B. DE RELEVANTE GEOGRAFISCHE MARKTEN

(22) Volgens de aanmeldende partij is de relevante geografische markt de Gemeenschap. De gasaanbieders die in de gehele Gemeenschap actief zijn, zouden - hoewel met uiteenlopende marktaandelen - in bijna alle lidstaten aanwezig zijn en daar via alle gebruikelijke distributiekanalen gas aanbieden. Dat de levering van cilindergas over de grenzen van de lidstaten heen in verhouding beperkt zou zijn, zou niets veranderen aan het feit dat de geografische markt de gehele Gemeenschap omvat. Alle concurrenten zouden immers de klanten in de lidstaten bevoorraden via on-site-installaties en pijpleidingen, met elkaar concurreren en zo de grenzen van de markt afbakenen.

(23) Uit het onderzoek van de Commissie in deze zaak en in de parallelle zaak M.1630 - Air Liquide/BOC, is gebleken dat de reikwijdte van de relevante geografische markten bepaald wordt door de eigenschappen van de verschillende gassen en de verschillende distributievormen.

» OPDRACHTGEGEVENS
Schrijf uit de passage over de relevante geografische markten alles woordelijk over, vanaf "(22) Volgens de" tot en met "de markt afbakenen.".

» GEGEVENSFRAGMENTEN
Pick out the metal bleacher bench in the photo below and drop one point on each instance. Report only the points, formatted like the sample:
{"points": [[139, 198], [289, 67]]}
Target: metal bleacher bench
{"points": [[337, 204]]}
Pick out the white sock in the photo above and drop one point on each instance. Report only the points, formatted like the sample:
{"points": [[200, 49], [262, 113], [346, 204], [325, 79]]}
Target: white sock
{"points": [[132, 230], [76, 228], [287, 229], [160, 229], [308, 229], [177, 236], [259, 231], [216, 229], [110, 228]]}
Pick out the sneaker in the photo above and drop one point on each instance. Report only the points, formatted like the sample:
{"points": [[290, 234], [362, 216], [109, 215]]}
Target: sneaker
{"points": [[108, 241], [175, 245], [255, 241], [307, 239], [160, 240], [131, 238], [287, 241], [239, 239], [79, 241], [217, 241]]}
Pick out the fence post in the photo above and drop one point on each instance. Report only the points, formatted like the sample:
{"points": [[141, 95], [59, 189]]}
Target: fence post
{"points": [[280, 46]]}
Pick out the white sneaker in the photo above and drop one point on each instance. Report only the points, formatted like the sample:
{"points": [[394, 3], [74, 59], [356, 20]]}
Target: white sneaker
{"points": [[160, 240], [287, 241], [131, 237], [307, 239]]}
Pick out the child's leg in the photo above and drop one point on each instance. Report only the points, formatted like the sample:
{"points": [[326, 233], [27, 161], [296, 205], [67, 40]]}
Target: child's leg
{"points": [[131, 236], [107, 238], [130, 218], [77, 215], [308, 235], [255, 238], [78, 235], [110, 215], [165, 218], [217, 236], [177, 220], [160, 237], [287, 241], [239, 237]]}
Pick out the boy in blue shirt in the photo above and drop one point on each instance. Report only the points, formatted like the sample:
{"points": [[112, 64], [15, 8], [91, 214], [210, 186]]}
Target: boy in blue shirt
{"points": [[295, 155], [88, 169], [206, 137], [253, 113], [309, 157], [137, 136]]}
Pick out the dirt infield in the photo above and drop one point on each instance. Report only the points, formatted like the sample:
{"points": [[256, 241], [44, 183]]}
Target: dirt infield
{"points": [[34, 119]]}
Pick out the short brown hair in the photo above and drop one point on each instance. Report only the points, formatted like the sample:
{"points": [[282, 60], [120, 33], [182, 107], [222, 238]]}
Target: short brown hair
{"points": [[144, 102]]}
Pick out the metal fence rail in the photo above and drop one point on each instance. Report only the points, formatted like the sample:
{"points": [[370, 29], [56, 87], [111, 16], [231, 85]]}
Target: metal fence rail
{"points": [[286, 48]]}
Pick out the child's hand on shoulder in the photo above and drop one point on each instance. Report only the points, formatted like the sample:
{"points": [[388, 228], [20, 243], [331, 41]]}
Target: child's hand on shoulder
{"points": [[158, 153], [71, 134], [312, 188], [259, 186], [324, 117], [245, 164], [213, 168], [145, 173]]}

* * *

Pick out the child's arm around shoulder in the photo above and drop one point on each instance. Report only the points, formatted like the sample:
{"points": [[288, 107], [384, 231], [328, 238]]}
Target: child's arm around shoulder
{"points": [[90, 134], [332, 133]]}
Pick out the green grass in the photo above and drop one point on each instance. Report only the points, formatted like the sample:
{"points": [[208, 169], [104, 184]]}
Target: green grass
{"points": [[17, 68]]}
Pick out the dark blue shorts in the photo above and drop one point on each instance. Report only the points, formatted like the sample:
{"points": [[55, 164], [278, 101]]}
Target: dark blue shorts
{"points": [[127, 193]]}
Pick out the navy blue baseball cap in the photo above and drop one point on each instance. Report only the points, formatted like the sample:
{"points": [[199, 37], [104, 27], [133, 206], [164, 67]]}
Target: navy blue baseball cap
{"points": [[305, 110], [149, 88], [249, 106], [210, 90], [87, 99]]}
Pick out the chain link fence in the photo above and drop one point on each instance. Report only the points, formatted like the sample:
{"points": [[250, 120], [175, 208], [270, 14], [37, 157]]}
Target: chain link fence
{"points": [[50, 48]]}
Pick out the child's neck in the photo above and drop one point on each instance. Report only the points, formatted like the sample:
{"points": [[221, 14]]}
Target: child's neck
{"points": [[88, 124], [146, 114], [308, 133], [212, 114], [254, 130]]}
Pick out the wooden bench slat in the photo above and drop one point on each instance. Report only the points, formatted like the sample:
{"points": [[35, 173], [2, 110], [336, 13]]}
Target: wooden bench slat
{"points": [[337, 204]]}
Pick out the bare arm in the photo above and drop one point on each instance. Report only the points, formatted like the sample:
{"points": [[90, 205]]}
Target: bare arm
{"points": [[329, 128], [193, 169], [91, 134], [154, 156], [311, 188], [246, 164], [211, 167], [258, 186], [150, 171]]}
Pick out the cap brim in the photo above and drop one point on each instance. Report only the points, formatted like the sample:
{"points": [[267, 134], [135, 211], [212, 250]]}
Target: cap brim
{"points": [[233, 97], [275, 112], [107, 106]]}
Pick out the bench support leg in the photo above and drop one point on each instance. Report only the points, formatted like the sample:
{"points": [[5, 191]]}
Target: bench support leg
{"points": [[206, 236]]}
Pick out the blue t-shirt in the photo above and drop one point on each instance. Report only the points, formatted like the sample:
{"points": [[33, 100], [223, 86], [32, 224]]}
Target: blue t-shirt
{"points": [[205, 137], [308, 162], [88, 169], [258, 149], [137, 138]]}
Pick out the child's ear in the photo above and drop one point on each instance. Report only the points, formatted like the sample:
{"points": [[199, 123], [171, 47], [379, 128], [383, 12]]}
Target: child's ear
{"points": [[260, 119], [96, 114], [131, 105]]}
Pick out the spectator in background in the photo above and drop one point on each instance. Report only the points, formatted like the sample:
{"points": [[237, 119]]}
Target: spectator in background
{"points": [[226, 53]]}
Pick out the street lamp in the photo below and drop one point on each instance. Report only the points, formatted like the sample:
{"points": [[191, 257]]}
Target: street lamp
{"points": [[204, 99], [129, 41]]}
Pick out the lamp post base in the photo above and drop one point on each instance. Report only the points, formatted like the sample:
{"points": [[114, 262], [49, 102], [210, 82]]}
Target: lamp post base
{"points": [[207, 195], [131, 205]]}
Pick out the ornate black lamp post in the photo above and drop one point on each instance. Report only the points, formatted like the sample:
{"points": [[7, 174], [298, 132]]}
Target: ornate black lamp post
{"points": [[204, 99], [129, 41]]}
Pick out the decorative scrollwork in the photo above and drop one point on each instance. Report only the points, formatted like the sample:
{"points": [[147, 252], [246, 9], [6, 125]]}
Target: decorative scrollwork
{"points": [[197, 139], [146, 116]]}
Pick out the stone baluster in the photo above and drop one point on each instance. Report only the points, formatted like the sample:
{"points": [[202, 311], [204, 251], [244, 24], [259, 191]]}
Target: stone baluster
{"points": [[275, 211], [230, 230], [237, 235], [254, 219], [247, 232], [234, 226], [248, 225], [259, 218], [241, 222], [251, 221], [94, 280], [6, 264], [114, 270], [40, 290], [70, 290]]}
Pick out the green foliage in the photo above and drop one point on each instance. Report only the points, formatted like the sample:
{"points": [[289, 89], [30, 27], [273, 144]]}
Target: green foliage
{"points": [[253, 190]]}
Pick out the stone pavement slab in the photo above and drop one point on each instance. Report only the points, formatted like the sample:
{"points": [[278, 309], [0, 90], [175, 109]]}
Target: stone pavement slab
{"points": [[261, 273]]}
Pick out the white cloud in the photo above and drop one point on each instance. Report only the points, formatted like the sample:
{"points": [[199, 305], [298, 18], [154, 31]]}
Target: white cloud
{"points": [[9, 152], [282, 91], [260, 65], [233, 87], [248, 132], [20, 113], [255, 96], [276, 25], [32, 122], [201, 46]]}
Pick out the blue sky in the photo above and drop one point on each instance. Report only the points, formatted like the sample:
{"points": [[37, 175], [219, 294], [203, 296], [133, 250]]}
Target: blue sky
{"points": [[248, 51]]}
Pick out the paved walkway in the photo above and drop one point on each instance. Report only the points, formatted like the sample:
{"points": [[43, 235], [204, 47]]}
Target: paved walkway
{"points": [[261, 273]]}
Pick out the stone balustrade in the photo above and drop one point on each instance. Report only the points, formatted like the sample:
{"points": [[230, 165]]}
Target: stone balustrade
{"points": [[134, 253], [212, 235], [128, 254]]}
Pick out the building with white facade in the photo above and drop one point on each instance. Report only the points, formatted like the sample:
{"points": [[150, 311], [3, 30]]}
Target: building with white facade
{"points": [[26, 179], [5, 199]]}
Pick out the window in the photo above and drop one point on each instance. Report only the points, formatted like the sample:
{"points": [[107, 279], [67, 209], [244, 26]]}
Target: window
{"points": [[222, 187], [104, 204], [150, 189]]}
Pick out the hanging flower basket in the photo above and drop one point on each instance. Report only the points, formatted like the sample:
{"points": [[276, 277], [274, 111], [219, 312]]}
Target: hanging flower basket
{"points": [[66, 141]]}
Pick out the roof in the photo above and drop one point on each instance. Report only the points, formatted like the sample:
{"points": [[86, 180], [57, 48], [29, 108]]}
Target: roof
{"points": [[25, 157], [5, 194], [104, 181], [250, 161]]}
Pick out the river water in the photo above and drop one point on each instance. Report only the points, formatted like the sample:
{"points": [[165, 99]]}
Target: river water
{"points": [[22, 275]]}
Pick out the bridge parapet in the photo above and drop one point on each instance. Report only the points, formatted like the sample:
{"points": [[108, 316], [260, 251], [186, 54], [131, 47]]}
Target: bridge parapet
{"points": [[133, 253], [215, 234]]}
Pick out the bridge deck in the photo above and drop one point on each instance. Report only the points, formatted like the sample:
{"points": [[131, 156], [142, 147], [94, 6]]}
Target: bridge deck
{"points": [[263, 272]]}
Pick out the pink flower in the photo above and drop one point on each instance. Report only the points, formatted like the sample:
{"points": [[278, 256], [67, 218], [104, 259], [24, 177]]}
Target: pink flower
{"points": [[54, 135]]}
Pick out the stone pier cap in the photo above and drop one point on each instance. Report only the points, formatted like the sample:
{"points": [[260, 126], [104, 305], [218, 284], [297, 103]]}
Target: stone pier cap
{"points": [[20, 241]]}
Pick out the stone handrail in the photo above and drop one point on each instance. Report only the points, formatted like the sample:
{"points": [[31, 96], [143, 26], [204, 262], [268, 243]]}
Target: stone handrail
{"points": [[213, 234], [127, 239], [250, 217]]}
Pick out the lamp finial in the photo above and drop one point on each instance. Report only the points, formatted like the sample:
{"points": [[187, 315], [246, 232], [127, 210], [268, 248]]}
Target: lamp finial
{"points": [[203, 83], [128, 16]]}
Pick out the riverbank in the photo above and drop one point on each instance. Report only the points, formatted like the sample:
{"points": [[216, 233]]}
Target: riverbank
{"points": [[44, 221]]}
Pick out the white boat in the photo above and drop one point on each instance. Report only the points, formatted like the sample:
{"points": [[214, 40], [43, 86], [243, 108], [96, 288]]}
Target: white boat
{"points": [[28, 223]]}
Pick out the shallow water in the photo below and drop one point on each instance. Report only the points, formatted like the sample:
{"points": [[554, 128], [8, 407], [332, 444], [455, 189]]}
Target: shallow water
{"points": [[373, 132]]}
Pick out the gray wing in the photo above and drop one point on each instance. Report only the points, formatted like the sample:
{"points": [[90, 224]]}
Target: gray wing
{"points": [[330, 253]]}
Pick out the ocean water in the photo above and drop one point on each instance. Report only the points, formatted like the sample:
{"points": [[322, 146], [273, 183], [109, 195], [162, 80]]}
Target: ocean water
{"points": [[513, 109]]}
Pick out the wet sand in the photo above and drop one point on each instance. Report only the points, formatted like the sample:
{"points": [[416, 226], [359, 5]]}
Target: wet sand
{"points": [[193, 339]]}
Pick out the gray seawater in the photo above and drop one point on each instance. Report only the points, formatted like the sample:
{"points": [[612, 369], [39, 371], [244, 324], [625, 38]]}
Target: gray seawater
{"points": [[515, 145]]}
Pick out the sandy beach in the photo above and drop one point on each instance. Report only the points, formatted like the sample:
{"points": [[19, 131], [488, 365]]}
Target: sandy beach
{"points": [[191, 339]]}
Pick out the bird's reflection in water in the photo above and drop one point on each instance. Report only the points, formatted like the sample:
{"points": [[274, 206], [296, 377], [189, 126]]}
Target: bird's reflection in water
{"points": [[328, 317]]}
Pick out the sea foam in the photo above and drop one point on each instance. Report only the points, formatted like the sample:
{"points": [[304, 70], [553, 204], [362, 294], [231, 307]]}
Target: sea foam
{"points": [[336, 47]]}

...

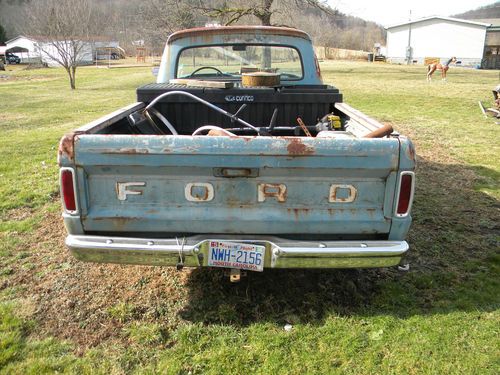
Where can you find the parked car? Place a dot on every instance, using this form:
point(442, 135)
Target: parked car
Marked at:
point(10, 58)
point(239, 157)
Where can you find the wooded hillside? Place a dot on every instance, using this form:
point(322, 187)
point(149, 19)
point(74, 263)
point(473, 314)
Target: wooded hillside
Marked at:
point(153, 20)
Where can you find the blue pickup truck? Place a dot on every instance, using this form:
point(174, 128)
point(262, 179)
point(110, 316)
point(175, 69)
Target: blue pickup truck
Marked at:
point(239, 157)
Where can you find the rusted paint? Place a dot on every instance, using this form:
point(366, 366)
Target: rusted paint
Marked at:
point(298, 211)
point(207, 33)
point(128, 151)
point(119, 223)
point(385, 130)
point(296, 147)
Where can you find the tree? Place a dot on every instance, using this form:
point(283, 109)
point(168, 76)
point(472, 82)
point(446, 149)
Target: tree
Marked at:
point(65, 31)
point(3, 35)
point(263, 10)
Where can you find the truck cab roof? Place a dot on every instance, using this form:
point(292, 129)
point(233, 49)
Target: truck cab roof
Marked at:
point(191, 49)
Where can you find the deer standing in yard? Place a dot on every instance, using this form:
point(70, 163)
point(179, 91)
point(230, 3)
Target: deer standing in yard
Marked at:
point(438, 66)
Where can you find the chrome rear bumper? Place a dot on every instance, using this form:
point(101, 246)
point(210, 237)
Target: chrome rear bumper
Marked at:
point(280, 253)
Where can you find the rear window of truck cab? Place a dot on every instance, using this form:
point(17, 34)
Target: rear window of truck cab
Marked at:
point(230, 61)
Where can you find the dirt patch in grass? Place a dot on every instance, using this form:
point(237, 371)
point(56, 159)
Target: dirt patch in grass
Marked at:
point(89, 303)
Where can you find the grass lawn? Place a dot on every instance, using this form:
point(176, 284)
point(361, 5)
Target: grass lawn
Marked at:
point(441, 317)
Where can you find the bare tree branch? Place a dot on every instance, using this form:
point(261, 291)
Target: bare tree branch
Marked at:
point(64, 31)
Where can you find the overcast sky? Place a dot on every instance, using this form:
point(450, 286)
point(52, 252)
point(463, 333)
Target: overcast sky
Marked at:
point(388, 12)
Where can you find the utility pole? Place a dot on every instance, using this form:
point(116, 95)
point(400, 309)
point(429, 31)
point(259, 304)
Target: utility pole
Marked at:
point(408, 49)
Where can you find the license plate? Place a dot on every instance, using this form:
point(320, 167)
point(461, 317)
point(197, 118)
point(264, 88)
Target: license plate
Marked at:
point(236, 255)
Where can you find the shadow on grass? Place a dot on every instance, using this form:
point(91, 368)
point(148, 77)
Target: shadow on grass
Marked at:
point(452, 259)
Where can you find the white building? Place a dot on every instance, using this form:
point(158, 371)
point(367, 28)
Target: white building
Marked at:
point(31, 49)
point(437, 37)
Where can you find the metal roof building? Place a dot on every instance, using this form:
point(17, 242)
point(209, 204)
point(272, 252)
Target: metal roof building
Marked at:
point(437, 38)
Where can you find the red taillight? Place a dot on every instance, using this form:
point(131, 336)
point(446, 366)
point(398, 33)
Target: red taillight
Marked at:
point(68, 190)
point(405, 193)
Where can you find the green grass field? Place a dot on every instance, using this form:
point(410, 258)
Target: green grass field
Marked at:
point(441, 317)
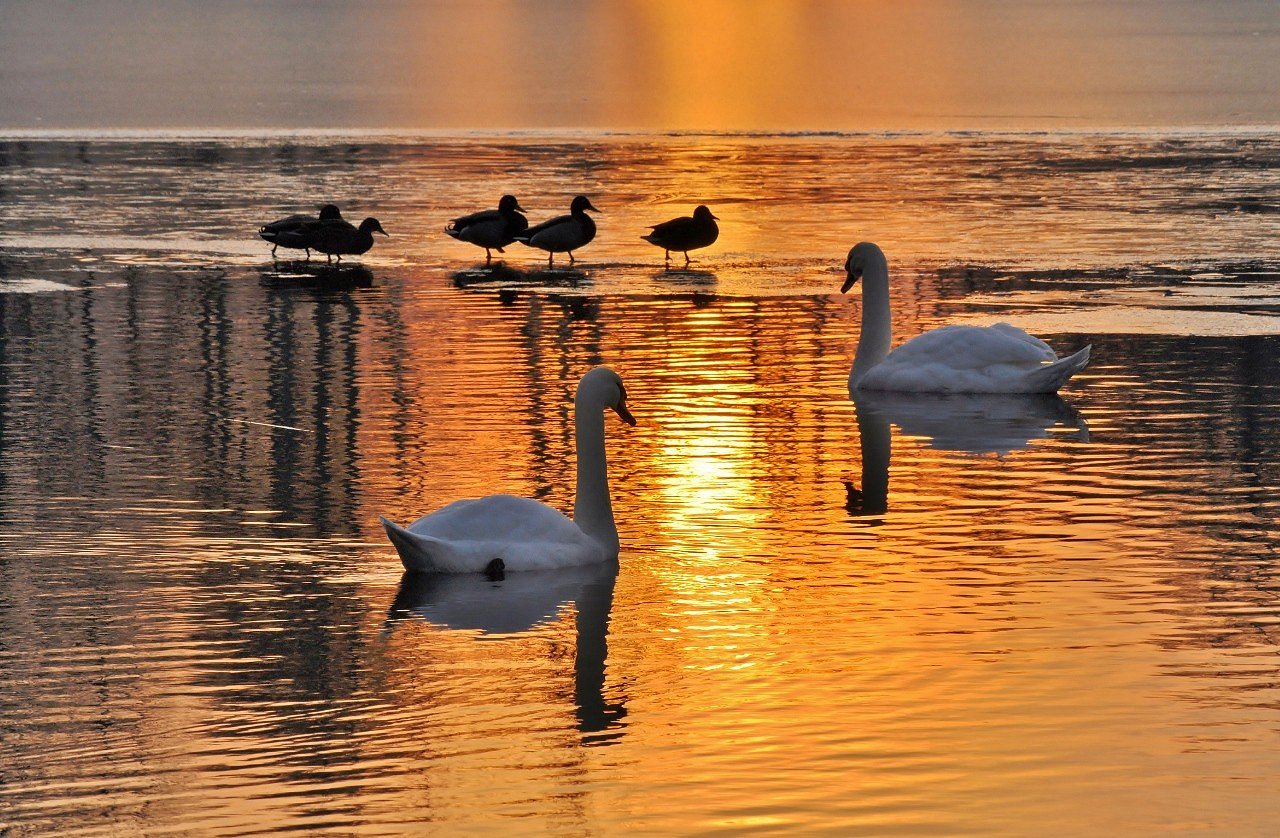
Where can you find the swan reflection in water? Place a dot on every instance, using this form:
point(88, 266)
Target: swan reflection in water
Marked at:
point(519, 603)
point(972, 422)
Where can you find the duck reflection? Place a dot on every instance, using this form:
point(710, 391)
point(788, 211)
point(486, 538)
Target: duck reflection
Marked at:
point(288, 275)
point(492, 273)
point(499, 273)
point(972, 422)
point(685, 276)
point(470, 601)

» UITWERKING OPDRACHT
(22) Volgens de aanmeldende partij is de relevante geografische markt de Gemeenschap. De gasaanbieders die in de gehele Gemeenschap actief zijn, zouden - hoewel met uiteenlopende marktaandelen - in bijna alle lidstaten aanwezig zijn en daar via alle gebruikelijke distributiekanalen gas aanbieden. Dat de levering van cilindergas over de grenzen van de lidstaten heen in verhouding beperkt zou zijn, zou niets veranderen aan het feit dat de geografische markt de gehele Gemeenschap omvat. Alle concurrenten zouden immers de klanten in de lidstaten bevoorraden via on-site-installaties en pijpleidingen, met elkaar concurreren en zo de grenzen van de markt afbakenen.